**Source document**:
Furthermore, inhibition of DNA-PK activity resulted in excellent tumor suppression. We found that a high concentration of NU-7441 (a DNA-PK selective inhibitor) showed great tumor inhibitory effects (Fig. 5g-h). A high concentration of NU-7441 also resulted in a significant increase in T cell recruitment compared to the control (Fig. 5i), which activated the immune system, thus killing cancer cells effectively (Fig. 5j). We explored that hsa_circ_0136666 functioned as a miR-375 sponge to prevent miRNAs from degrading target genes, thus enabling DNA-PK to exert a pro-oncogenic effect, leading to the occurrence of immune escape.
Protein kinase DNA-PK drives PD-L1 T20T22 dual-site phosphorylation to mediate protein stabilization
We found a strong association between PRKDC and the immune checkpoint PD-L1 through previous experiments. Next, we proposed the hypothesis that protein kinase may directly bind to and phosphorylate PD-L1, mediate PD-L1 protein stability upregulation, and thereby enrich for and promote tumor immune escape. To this end, we first performed endogenous validation in tumor cells. PD-L1 protein can be pulled down using DNA-PK (mAb) and vice versa (Fig. 6a). In HEK-293 T cells transfected with hsa_circ_0136666 or miR-375 mimics, we were able to observe a striking increase in pull-down proteins with upregulation of DNA-PK (Fig. 6b-c). It was also intuitive by immunofluorescence that DNA-PK colocalizes locally with PD-L1 in the cytoplasm (Fig. 6d).
Considering that DNA-PK belongs to the PI3K kinase superfamily, we asked whether PRKDC directly phosphorylates PD-L1. Through rescue experiments, we found that the addition of hsa_circ_0136666 resulted in the upregulation of PD-L1 phosphorylation, and miR-375 could partially eliminate this up-regulation (Fig. 6e). NU-7441 can inhibit DNA-PK kinase activity, and we also found that PD-L1 expression was inhibited by NU-7441 (Fig. 6f).

**Material supplied**:
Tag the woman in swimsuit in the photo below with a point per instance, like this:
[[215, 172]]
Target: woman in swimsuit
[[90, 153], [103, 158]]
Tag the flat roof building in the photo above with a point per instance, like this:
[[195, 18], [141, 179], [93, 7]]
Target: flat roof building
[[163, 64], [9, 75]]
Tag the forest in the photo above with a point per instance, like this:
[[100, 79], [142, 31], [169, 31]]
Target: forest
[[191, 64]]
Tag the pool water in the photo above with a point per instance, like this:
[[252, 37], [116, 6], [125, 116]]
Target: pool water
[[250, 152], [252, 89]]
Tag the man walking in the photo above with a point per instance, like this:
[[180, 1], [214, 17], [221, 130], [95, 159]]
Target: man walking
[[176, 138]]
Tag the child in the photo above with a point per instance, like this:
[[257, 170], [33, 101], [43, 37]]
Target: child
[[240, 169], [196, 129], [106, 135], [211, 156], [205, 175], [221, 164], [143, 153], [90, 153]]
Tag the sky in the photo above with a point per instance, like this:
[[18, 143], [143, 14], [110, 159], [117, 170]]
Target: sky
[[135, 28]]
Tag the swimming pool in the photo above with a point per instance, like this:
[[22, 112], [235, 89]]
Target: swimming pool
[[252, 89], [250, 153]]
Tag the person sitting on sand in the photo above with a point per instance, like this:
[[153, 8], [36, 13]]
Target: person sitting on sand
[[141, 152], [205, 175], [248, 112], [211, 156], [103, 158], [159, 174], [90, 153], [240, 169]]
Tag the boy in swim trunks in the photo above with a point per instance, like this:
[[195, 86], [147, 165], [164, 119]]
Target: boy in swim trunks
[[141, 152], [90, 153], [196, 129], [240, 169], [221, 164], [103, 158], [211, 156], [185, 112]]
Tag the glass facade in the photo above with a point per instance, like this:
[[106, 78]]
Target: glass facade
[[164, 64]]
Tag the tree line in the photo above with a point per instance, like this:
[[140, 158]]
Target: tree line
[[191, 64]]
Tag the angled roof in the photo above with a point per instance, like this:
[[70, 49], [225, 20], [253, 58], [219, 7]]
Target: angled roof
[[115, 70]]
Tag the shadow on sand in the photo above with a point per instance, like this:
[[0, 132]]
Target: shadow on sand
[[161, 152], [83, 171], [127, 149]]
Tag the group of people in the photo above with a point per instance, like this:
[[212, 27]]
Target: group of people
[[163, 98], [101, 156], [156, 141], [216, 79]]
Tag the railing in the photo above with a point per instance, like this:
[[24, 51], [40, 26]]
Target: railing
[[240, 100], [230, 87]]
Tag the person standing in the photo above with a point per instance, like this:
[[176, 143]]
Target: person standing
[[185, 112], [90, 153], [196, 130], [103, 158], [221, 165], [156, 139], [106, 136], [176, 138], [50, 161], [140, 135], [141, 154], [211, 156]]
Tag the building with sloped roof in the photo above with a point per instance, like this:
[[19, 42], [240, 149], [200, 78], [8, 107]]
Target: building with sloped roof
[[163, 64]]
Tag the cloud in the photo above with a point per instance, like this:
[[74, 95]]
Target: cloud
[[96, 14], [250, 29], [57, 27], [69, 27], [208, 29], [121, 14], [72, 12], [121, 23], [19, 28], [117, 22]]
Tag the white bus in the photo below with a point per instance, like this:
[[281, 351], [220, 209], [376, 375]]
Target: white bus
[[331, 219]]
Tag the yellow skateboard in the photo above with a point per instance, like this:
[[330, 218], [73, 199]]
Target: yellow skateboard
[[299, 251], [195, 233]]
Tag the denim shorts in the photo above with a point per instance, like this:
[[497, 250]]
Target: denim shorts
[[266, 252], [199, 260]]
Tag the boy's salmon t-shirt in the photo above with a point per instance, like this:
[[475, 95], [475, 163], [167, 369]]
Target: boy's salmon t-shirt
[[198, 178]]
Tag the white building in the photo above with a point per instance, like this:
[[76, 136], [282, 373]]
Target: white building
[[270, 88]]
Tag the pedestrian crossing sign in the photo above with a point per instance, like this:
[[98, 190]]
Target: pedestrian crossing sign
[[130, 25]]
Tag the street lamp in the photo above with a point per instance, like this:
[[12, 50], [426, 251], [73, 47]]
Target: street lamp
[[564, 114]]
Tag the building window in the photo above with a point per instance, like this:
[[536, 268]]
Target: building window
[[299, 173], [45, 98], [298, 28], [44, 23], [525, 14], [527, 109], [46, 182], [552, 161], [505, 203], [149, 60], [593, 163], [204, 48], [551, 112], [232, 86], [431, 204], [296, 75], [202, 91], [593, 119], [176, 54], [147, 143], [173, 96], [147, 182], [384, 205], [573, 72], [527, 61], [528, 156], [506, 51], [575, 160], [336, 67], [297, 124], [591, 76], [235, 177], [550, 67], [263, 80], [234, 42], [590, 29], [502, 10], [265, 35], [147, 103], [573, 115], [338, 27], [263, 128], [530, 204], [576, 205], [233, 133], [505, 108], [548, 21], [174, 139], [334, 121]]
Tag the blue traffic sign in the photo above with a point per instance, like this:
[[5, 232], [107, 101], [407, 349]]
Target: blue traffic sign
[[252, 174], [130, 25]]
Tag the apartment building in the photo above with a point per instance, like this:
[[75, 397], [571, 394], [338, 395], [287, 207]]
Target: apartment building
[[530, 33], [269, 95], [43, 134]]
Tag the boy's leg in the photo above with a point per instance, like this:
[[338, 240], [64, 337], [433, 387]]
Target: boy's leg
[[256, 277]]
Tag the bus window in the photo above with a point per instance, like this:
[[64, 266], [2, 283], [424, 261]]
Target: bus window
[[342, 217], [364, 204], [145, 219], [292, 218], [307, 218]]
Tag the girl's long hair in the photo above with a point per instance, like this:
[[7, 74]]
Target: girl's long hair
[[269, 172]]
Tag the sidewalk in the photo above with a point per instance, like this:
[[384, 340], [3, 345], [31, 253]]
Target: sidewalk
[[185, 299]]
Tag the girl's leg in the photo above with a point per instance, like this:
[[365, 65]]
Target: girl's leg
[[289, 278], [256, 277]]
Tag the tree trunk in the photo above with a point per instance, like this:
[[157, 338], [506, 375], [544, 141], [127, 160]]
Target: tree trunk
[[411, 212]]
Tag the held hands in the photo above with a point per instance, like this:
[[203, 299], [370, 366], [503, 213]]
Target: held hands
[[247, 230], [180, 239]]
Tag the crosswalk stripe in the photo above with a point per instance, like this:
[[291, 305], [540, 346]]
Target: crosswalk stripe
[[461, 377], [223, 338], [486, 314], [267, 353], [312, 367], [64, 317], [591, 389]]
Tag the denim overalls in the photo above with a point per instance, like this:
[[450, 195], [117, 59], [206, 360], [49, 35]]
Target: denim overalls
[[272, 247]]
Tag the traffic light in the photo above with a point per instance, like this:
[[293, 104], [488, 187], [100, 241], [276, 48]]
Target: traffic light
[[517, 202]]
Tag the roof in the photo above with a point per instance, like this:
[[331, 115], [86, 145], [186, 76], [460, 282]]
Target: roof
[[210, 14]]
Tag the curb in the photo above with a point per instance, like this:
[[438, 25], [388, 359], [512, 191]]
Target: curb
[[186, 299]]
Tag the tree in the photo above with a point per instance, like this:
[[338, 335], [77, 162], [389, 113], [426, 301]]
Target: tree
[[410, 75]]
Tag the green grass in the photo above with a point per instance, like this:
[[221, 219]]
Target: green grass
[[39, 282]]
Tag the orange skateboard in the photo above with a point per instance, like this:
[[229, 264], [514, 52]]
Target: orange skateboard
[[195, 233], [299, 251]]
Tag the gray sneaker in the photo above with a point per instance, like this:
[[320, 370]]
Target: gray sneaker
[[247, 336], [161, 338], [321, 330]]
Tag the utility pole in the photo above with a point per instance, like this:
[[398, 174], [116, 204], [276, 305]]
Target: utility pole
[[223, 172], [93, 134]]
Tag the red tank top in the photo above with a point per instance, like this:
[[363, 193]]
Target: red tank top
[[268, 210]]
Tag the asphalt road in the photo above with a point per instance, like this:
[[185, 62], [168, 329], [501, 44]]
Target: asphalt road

**Description of the task**:
Reproduce the full passage on DNA-PK and PD-L1 phosphorylation word for word, from its first sentence to its last.

**Result for this exercise**:
Furthermore, inhibition of DNA-PK activity resulted in excellent tumor suppression. We found that a high concentration of NU-7441 (a DNA-PK selective inhibitor) showed great tumor inhibitory effects (Fig. 5g-h). A high concentration of NU-7441 also resulted in a significant increase in T cell recruitment compared to the control (Fig. 5i), which activated the immune system, thus killing cancer cells effectively (Fig. 5j). We explored that hsa_circ_0136666 functioned as a miR-375 sponge to prevent miRNAs from degrading target genes, thus enabling DNA-PK to exert a pro-oncogenic effect, leading to the occurrence of immune escape.
Protein kinase DNA-PK drives PD-L1 T20T22 dual-site phosphorylation to mediate protein stabilization
We found a strong association between PRKDC and the immune checkpoint PD-L1 through previous experiments. Next, we proposed the hypothesis that protein kinase may directly bind to and phosphorylate PD-L1, mediate PD-L1 protein stability upregulation, and thereby enrich for and promote tumor immune escape. To this end, we first performed endogenous validation in tumor cells. PD-L1 protein can be pulled down using DNA-PK (mAb) and vice versa (Fig. 6a). In HEK-293 T cells transfected with hsa_circ_0136666 or miR-375 mimics, we were able to observe a striking increase in pull-down proteins with upregulation of DNA-PK (Fig. 6b-c). It was also intuitive by immunofluorescence that DNA-PK colocalizes locally with PD-L1 in the cytoplasm (Fig. 6d).
Considering that DNA-PK belongs to the PI3K kinase superfamily, we asked whether PRKDC directly phosphorylates PD-L1. Through rescue experiments, we found that the addition of hsa_circ_0136666 resulted in the upregulation of PD-L1 phosphorylation, and miR-375 could partially eliminate this up-regulation (Fig. 6e). NU-7441 can inhibit DNA-PK kinase activity, and we also found that PD-L1 expression was inhibited by NU-7441 (Fig. 6f).